§ **SELECTED TEXT**
((
This was what promoted the mother’s view that changeover should be in a Police Station.
At paragraph 34 Ms S traversed the mother’s account of the Auskick end of year break up. The noteworthy part of this aspect of the report is in paragraph 34 where Ms S recorded:
“As a consequence of the parents not being able to come to an agreement that enabled X to attend this event, his needs appear to have been overshadowed by parental issues.”
Ms S interviewed X twice during the assessment process and what he said he wanted changed in that in the first interview X wanted to live with his mother and spend less time with his father, but in the second interview he outlined a pattern which went close to alternate nights with each parent. Ms S opined at paragraph 36 that his first answer was initially impacted by his relationship with his mother and I think this is entirely likely.
At paragraphs 37-38 Ms S noted:
“37. The tension in X’s engagement with his parents was observed when X first entered the waiting area with his mother and saw his father was also present. He stood between both parents and appeared to be unable to make a decision about which parent he would go to. Once his mother gave him permission to greet his father, he happily moved toward Mr Taylor. It would appear that at times X’s experiences are compromised by the tension between his parents. Given X’s age he does not have the complexity of thought to understand he can have an alternate experience of his father to that of his mother. X was observed to take his cues from his mother with whom he has a trusting relationship and her hesitancy about Mr Taylor resulted in X being unable to freely approach him on initial greeting. It is important to X’s emotional development and ability to engage in healthy relationships with both parents that Mr Taylor and Ms Sage support X in a safe relationship with the other parent.
))
§ **GOAL 1**
Which distinct paragraph numbers does the court excerpt cite? Count both ends of any range.
The court excerpt and the listing that follows it were taken from unrelated sources.

§ **ITEMS**
((
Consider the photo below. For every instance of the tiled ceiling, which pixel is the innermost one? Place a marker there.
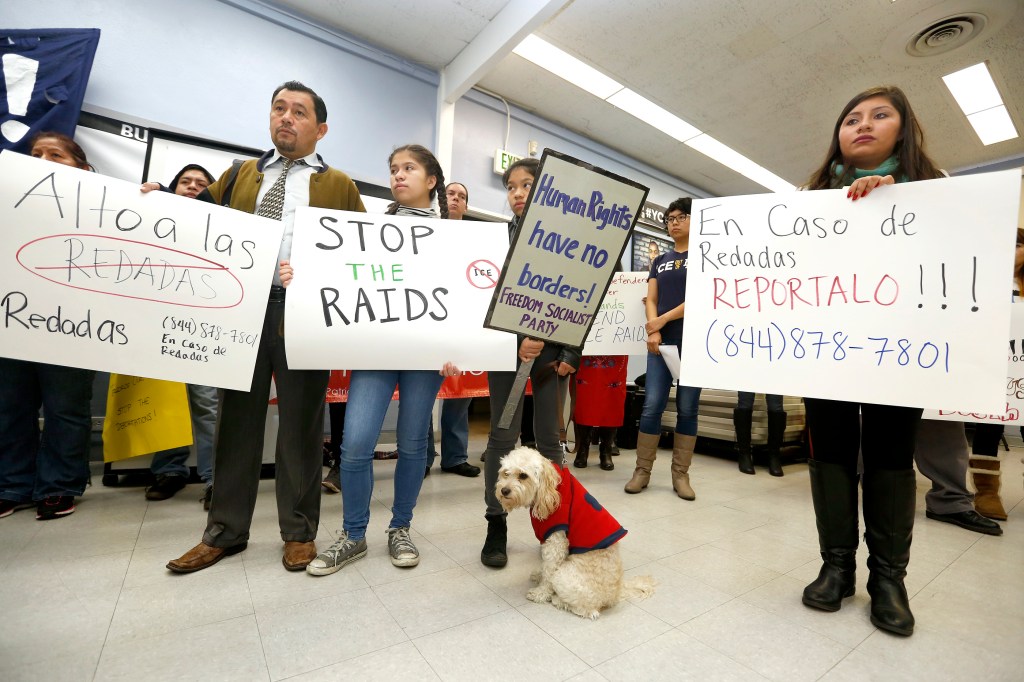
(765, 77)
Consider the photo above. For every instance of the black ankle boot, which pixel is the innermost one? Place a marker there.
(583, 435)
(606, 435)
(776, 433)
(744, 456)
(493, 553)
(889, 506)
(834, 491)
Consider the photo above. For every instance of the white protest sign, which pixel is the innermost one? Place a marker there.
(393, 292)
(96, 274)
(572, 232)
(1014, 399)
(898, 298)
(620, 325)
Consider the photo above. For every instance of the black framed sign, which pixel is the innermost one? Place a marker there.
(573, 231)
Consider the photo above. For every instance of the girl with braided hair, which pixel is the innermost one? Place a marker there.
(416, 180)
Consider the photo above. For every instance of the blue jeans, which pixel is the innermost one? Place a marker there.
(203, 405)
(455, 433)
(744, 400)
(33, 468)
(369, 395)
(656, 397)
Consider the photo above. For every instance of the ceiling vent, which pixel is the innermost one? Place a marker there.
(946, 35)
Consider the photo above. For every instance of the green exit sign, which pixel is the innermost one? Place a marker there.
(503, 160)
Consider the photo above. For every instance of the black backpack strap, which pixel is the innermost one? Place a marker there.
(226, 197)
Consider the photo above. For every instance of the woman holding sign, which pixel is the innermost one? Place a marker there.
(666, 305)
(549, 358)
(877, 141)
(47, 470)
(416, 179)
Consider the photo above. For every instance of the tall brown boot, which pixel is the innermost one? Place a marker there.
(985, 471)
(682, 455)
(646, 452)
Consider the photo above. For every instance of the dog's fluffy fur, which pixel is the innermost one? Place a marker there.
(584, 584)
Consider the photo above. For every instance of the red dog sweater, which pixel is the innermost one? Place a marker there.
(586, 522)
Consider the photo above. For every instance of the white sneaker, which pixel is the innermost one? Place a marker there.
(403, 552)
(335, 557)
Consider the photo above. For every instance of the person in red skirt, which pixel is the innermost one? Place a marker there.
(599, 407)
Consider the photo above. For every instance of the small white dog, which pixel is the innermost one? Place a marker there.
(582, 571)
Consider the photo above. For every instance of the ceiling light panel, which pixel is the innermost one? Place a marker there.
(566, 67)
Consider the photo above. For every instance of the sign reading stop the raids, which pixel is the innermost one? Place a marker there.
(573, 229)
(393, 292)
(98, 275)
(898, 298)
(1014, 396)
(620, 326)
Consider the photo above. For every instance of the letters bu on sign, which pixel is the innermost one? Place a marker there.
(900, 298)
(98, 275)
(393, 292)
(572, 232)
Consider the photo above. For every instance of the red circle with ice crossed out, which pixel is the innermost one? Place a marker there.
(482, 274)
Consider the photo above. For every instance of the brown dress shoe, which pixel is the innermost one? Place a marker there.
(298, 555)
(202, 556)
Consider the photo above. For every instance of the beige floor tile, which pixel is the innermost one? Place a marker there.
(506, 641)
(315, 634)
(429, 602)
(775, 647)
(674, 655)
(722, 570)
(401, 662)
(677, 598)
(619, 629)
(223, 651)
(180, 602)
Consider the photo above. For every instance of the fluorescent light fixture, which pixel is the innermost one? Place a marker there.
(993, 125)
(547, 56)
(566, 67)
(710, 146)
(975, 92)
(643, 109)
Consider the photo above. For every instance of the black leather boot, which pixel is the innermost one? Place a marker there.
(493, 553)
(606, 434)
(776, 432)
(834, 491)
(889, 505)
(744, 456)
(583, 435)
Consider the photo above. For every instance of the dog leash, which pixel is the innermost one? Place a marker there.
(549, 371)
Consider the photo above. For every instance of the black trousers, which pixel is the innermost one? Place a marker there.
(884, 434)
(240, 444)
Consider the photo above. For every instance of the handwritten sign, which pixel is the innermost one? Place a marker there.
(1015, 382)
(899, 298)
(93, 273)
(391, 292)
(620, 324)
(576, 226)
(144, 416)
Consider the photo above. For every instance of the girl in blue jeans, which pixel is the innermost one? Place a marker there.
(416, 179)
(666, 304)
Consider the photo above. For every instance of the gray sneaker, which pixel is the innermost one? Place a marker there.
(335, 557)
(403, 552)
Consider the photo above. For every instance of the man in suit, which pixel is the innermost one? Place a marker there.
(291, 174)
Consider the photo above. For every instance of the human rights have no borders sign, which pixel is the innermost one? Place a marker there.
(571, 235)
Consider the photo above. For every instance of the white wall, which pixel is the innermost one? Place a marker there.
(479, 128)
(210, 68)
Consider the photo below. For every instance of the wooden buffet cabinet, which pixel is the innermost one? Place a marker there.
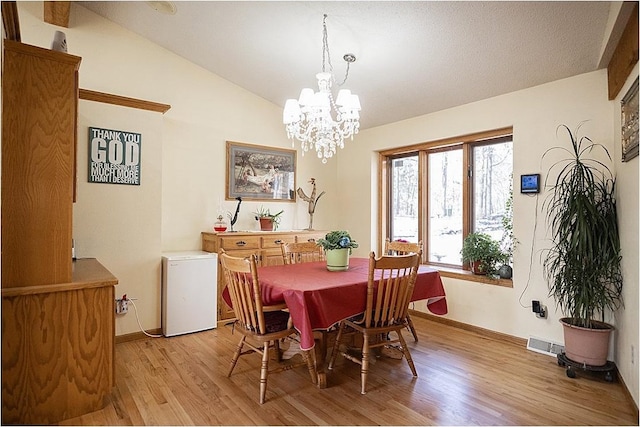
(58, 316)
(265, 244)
))
§ **GOAL 2**
Copy every line of the listing that contains the word "girl", matching case exactly.

§ **TASK RESULT 1**
34, 36, 37, 38

§ **TASK RESULT 2**
Consider the photo above. For every instance of the girl with braided hair, which pixel is the innermost one? Place a marker there.
Consider the photo above. For every instance of the girl in blue jeans, which pixel is the innermost one? Place a marker there.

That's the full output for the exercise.